[Written exercise]: Please copy the records below, starting with the line containing "Pest-scouting request: tag the car" and continuing through the end of the records, with "Pest-scouting request" replaced by "Labeling request" and everything else unchanged.

═════ Listed entries ═════

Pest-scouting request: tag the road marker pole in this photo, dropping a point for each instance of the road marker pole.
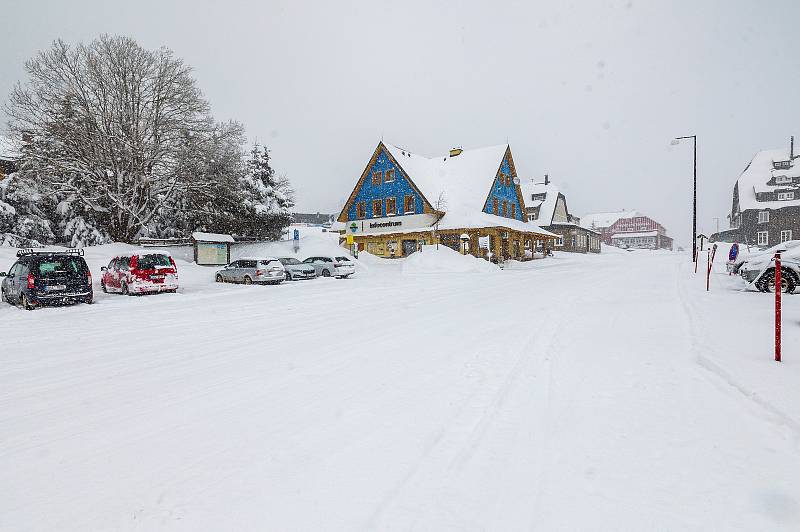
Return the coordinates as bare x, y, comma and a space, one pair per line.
777, 307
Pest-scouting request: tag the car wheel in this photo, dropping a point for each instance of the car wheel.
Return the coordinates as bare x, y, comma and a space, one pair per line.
26, 304
767, 281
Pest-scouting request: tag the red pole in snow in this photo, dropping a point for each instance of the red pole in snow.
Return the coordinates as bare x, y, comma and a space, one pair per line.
777, 307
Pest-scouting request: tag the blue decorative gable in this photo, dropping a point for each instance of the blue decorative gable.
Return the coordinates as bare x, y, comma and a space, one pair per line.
399, 188
504, 190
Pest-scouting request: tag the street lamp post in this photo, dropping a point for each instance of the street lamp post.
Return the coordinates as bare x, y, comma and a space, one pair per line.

═════

[Answer in full]:
Labeling request: tag the car wheel in this photo, dropping a point for each instance of the car wheel.
Return the coordinates as bare x, y, comma and a space, one pair per line.
26, 304
767, 281
Labeling request: tag the red pole in snow in this photo, dropping a point for each instance of the red pole in snow.
Return the coordinates as bare x, y, comma and a space, one pair per line.
777, 307
Labeling request: tag the blue decorative gable in this photo, dropping a point for each instance of the blue decorative gable.
Return the coordinates as bare x, y, comma and a space, one pair per line.
399, 188
504, 190
Labeling request: tag the street lamp post in this photo, dropping a point for each instance of the street lamp post.
Return the coordinates as bare x, y, comma and a space, one pair per line.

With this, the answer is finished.